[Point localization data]
----------
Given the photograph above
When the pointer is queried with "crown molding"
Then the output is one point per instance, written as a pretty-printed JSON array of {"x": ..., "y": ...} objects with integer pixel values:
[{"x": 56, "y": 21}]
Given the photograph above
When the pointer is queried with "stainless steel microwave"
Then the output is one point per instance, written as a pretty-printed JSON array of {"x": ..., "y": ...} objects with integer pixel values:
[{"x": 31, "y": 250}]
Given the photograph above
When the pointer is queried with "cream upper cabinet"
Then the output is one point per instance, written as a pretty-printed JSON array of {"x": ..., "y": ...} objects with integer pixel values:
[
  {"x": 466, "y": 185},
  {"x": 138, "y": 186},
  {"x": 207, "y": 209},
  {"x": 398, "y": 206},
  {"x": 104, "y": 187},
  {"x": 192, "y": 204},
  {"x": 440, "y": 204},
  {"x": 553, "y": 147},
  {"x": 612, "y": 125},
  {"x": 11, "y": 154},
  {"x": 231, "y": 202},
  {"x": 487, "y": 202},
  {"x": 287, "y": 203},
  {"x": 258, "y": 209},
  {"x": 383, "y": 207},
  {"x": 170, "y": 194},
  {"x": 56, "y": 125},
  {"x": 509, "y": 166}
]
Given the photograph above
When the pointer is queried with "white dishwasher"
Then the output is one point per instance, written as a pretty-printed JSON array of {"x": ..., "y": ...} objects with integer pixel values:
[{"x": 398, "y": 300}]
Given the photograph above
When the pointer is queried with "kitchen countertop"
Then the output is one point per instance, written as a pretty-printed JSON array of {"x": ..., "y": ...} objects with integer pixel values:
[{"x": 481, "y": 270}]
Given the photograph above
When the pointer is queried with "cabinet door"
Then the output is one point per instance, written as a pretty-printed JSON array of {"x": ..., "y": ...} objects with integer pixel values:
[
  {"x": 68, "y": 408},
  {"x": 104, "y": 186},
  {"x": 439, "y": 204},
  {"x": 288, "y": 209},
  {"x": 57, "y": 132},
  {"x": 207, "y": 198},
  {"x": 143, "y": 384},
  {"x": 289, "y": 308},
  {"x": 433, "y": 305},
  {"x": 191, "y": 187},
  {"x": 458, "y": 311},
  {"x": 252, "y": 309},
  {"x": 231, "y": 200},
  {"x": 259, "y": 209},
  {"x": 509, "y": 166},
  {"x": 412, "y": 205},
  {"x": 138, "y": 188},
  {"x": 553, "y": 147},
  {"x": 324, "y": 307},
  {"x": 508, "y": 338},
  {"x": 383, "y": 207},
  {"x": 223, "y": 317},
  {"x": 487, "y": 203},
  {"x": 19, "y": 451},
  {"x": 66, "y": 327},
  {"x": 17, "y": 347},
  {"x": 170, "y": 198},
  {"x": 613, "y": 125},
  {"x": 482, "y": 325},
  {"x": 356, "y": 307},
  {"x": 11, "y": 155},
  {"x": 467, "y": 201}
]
----------
* _THE TASK_: The data must be output in full, exactly as given.

* _RESPONSE_:
Given the photograph above
When the pointer is queried with "crown molding"
Then the output is one point per instance, written as a pretty-printed JSON array of {"x": ..., "y": ...} objects with integer pixel values:
[{"x": 56, "y": 21}]
Given the photograph above
When the pointer is queried with "stainless steel microwave"
Then the output is one point per instance, written as a pretty-printed JSON array of {"x": ..., "y": ...} objects with integer pixel values:
[{"x": 31, "y": 250}]
Given the photograph above
When the pointer is queried with "cream upper cabinet"
Then the output is one point per instance, written as a pretty-printed JSON array of {"x": ..., "y": ...} objects with integer pixel values:
[
  {"x": 466, "y": 185},
  {"x": 138, "y": 186},
  {"x": 207, "y": 209},
  {"x": 398, "y": 206},
  {"x": 104, "y": 187},
  {"x": 192, "y": 204},
  {"x": 440, "y": 204},
  {"x": 553, "y": 147},
  {"x": 612, "y": 125},
  {"x": 11, "y": 154},
  {"x": 231, "y": 202},
  {"x": 487, "y": 202},
  {"x": 287, "y": 203},
  {"x": 258, "y": 209},
  {"x": 383, "y": 207},
  {"x": 170, "y": 194},
  {"x": 56, "y": 125},
  {"x": 509, "y": 166}
]
Given the photograph above
When the pointer is queried with "white dishwasher"
Then the output is one point per instance, written as a pretty-printed JSON array of {"x": ..., "y": ...} objects with integer pixel values:
[{"x": 398, "y": 300}]
Given the photograph above
When the pointer is queried with "kitchen countertop"
Then the output is one point per instance, written as a pretty-printed JSON array of {"x": ..., "y": ...} objects with integer pixel values:
[{"x": 481, "y": 270}]
Given the photograph above
When the pointer is queried with "cabinet door"
Then the output is one point per instance, written as a pretty-printed JSON array of {"x": ..., "y": ...} objects with integer pixel values:
[
  {"x": 68, "y": 408},
  {"x": 104, "y": 186},
  {"x": 439, "y": 204},
  {"x": 288, "y": 209},
  {"x": 57, "y": 132},
  {"x": 207, "y": 198},
  {"x": 143, "y": 384},
  {"x": 289, "y": 308},
  {"x": 433, "y": 305},
  {"x": 191, "y": 187},
  {"x": 458, "y": 311},
  {"x": 252, "y": 309},
  {"x": 231, "y": 200},
  {"x": 259, "y": 209},
  {"x": 509, "y": 166},
  {"x": 412, "y": 205},
  {"x": 138, "y": 188},
  {"x": 553, "y": 147},
  {"x": 324, "y": 307},
  {"x": 508, "y": 338},
  {"x": 383, "y": 207},
  {"x": 223, "y": 317},
  {"x": 487, "y": 203},
  {"x": 19, "y": 451},
  {"x": 66, "y": 327},
  {"x": 17, "y": 347},
  {"x": 170, "y": 198},
  {"x": 613, "y": 125},
  {"x": 482, "y": 325},
  {"x": 356, "y": 307},
  {"x": 11, "y": 155},
  {"x": 467, "y": 201}
]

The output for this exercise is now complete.